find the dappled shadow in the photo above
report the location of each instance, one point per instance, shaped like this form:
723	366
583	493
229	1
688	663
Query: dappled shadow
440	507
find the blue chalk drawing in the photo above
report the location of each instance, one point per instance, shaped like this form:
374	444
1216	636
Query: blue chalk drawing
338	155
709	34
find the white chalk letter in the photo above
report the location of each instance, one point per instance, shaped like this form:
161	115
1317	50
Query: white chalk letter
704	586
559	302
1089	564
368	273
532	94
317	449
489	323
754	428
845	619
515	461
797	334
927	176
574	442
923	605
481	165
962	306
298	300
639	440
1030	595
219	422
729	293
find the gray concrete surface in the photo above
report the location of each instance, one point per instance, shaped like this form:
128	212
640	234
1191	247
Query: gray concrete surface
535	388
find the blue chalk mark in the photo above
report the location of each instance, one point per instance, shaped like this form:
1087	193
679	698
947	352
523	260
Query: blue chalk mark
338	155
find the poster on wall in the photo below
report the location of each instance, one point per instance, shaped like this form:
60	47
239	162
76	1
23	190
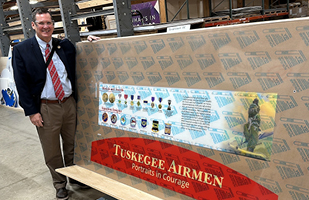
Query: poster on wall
145	13
229	121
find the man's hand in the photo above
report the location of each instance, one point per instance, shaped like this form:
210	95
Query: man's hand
36	119
91	38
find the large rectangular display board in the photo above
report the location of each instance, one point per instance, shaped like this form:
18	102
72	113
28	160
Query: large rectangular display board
216	113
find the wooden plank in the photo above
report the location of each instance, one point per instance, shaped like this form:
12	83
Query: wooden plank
104	184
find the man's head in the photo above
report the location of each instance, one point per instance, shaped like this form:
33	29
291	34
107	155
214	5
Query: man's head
43	23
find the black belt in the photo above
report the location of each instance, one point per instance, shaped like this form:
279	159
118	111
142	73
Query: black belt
46	101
_ _ _
[Task directions]:
Give the records again exactly, minus the pictures.

[Expected answer]:
find the dappled shadow in the photo above
report the location of each instance, one point per instance, shaped like this form:
723	366
583	493
229	1
688	663
Query: dappled shadow
440	507
find the blue chalk drawing in the photo above
report the location of each instance, one point per instance, shaped like this form:
374	444
1216	636
Query: blue chalk drawing
338	155
709	34
find the white chalk letter in the photo above
report the location of each instance, one point per instance, shaped like this form:
161	115
1317	50
Query: white chalk letter
704	586
559	302
1089	564
368	273
532	94
317	449
489	323
754	428
845	619
515	461
797	334
927	176
574	442
923	605
481	165
962	306
298	300
639	440
1030	595
219	422
729	293
find the gray concrete surface in the photo above
report the location of each instance, one point per instance, shaped like this form:
128	212
640	234
1191	247
Query: gray concrete surface
535	388
find the blue chalk mark in the photo above
report the location of each instance, one point per instance, shaped like this form:
1087	193
679	698
947	352
523	260
Query: blue chalk mark
338	155
find the poster on wall in the photo below
report the location of each instance, one point per instance, shaped like this form:
60	47
239	162
76	1
23	190
Query: poster on wall
145	13
229	121
find the man's hand in the photo above
report the location of each instance, one point per instance, shaped like this form:
210	95
Query: man's hand
36	119
91	38
find the large rectangular display board in the photo above
report the location of each instance, one point per instance, shaped like this form:
18	102
72	113
28	160
Query: large rectangular display board
216	113
find the wooden plank in the photo above
report the location of each instance, one point per instance, shaped like this form:
12	83
Query: wooden plank
104	184
find the man's head in the photo above
report the location of each instance, one point per instance, shaped like this form:
33	29
291	34
107	155
214	5
Query: man's head
43	23
find the black belt in the photo above
report the location of each instance, one point per instance, shaped like this form:
279	159
118	111
142	73
Query: black belt
46	101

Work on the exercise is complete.